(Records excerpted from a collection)
————————
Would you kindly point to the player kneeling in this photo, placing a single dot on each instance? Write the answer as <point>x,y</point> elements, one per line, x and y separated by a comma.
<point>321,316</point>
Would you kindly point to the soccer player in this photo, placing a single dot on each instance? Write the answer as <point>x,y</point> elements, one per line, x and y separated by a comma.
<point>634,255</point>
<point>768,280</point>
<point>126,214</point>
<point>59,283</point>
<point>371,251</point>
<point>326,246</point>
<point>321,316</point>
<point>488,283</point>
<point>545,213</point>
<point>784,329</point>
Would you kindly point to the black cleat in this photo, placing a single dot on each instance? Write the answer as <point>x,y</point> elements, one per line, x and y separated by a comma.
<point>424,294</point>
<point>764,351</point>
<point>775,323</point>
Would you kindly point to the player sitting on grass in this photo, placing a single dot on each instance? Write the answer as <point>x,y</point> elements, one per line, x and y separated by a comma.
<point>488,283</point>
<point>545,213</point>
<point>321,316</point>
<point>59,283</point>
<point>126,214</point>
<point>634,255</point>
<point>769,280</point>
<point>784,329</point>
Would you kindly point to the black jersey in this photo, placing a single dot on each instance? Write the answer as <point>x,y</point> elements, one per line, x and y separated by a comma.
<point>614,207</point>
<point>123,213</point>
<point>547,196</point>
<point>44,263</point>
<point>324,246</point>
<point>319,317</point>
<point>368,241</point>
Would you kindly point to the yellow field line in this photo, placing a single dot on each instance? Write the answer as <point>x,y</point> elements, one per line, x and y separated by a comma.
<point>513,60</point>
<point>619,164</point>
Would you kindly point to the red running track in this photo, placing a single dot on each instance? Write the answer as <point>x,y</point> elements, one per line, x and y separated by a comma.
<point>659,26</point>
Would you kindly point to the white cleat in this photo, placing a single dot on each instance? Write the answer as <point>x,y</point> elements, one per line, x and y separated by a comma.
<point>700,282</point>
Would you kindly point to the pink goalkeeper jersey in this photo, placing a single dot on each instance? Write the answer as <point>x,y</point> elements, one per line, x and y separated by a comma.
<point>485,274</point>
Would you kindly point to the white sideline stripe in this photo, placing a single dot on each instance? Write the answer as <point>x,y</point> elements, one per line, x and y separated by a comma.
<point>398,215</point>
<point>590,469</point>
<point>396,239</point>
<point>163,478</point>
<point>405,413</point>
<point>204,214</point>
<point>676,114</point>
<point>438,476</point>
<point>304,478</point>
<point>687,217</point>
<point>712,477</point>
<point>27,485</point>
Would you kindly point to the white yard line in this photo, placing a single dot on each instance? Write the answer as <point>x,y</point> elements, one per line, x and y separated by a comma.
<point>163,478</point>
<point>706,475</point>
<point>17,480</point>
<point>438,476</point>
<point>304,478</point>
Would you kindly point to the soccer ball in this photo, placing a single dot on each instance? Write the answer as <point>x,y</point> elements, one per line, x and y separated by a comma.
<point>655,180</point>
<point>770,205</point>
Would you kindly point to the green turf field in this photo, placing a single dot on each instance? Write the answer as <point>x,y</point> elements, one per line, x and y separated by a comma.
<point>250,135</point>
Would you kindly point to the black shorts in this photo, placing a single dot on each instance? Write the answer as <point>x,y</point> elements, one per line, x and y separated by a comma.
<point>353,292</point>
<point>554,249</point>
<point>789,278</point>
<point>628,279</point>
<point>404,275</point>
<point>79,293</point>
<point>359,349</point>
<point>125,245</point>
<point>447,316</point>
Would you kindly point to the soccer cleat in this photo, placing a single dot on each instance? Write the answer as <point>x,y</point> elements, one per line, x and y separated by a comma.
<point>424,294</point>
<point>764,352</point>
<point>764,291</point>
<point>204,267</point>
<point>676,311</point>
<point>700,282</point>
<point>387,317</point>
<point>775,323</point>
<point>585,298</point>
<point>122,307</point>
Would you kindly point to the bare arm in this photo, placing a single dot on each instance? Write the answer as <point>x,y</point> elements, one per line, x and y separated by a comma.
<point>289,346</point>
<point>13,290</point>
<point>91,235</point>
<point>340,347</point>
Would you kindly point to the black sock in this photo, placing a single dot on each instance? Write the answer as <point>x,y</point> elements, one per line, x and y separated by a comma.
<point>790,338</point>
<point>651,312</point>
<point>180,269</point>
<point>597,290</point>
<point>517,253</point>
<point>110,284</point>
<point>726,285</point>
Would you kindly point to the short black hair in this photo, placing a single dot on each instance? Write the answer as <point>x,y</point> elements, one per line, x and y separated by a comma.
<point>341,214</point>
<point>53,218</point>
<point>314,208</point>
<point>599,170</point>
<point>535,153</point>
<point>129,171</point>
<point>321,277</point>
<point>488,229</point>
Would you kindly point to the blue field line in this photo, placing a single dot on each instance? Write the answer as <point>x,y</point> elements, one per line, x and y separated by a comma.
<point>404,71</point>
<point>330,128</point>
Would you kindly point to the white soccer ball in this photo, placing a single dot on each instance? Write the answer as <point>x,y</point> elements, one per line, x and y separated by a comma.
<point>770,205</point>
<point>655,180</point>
————————
> _Exercise description_
Each record should be transcribed exactly as it was written.

> _Task answer_
Would you kindly point to the player kneeling in this photo, placing a single dot on each instance? Write the answer as <point>x,y</point> elements, one per line, x and y separated by a comma.
<point>321,316</point>
Would you kindly point to the soccer player in this photo, placing a single dot on each instance? Write the answer as <point>x,y</point> elements, one per line, x and y separated by a comma.
<point>634,255</point>
<point>768,280</point>
<point>126,214</point>
<point>59,283</point>
<point>371,251</point>
<point>326,246</point>
<point>321,316</point>
<point>488,283</point>
<point>545,213</point>
<point>784,329</point>
Would you kindly point to the black cleat in this photo, placing a single dot on each instance? Write the answer as <point>x,y</point> elements, one per line, x and y separated by a comma.
<point>424,294</point>
<point>764,351</point>
<point>775,323</point>
Would you kindly point to the player sitting on grass in this photo, placing a single dot on each instance? Write the answer as <point>x,y</point> elements, one per line, x and y separated by a comma.
<point>488,283</point>
<point>545,213</point>
<point>321,316</point>
<point>59,283</point>
<point>126,214</point>
<point>634,255</point>
<point>769,280</point>
<point>784,329</point>
Would you kindly point to the black jersey in this photo, placing a single dot on each instance? Write the answer as <point>x,y</point> elements, one per line, x and y separated by a comma.
<point>614,207</point>
<point>123,213</point>
<point>547,196</point>
<point>44,263</point>
<point>324,246</point>
<point>319,317</point>
<point>368,241</point>
Would you kindly point to the yellow field line in this photo, placing a single dot on each instance? Write the answer as <point>x,y</point> elements, one per line, x and y separated by a comma.
<point>513,60</point>
<point>619,164</point>
Would you kindly point to the red running track in this photo, placing a single dot on each instance? Write the answer as <point>x,y</point> elements, one per line, x and y separated by a comma.
<point>659,26</point>
Would you kindly point to the white cleat in this photo, placing a single dot on each instance? Write the answer as <point>x,y</point> elements, one per line, x and y separated by a comma.
<point>700,282</point>
Would you kindly point to the pink goalkeeper jersey in this photo, placing a single dot on each instance? Write the answer as <point>x,y</point> elements, one per line, x and y separated by a comma.
<point>485,274</point>
Would you kindly point to the white sideline stripe in this photo, placing a single dot on each instance? Write the answer as <point>x,y</point> elements, one per line, x and y separated by a comma.
<point>398,215</point>
<point>590,469</point>
<point>396,239</point>
<point>163,478</point>
<point>405,413</point>
<point>204,214</point>
<point>676,114</point>
<point>438,476</point>
<point>304,478</point>
<point>687,217</point>
<point>712,477</point>
<point>27,485</point>
Would you kindly point to the white yard line in this photo, placing a single dot on each instance? Write the answer as <point>x,y</point> elements, one per line, x and y separated by a comma.
<point>163,478</point>
<point>706,475</point>
<point>17,480</point>
<point>438,476</point>
<point>304,478</point>
Would you kindly point to the soccer ball in this photo, placing a single dot on each instance? Write the answer as <point>x,y</point> elements, one per line, x and y separated by a comma.
<point>655,180</point>
<point>770,205</point>
Would you kindly point to the green turf field in this photo, placing a single dot on each instance? Write the answer as <point>x,y</point> elements, one per line, x and y separated by a comma.
<point>250,135</point>
Would you kindly point to the black shorts in this photo, placing a single dot on each instance? Write the answer as <point>x,y</point> elements, one per line, x and y separated by a comma.
<point>353,292</point>
<point>554,249</point>
<point>789,278</point>
<point>628,279</point>
<point>404,275</point>
<point>79,293</point>
<point>359,349</point>
<point>125,245</point>
<point>447,316</point>
Would you kindly point to the soccer cleat in this photo, placing a single dot on each instance? Write the answer as <point>x,y</point> elements, one per line, x and y separated by a comma.
<point>424,294</point>
<point>764,352</point>
<point>764,291</point>
<point>204,267</point>
<point>676,311</point>
<point>700,282</point>
<point>387,317</point>
<point>775,323</point>
<point>585,298</point>
<point>122,307</point>
Would you kindly point to the bare arm in this photo, placing a single dot on each instance? Write the answer as <point>x,y</point> elements, one per line, x and y separated by a comma.
<point>289,346</point>
<point>13,290</point>
<point>91,235</point>
<point>340,347</point>
Would you kindly point to the black sock in this photo, placing a single dot on each instance? Write the answer as <point>x,y</point> elements, one per line, x and y separated by a comma.
<point>790,338</point>
<point>651,312</point>
<point>180,269</point>
<point>597,290</point>
<point>517,253</point>
<point>110,284</point>
<point>726,285</point>
Would you kindly point to the short black hair in this photo, placing a single dot on each instance? Write the answer as <point>x,y</point> elements, one per line, x and y separated by a comma.
<point>341,214</point>
<point>53,218</point>
<point>314,208</point>
<point>599,170</point>
<point>535,153</point>
<point>129,171</point>
<point>321,277</point>
<point>488,229</point>
Would you kindly point to the blue field line in this photo, placing a single dot on each instance? Write the answer as <point>x,y</point> elements, one per line, x and y separated by a comma.
<point>404,71</point>
<point>330,128</point>
Would you kindly point to the white soccer ball in this photo, placing a single dot on each instance? Write the answer as <point>x,y</point> elements, one per line, x and y separated by a comma.
<point>770,205</point>
<point>655,180</point>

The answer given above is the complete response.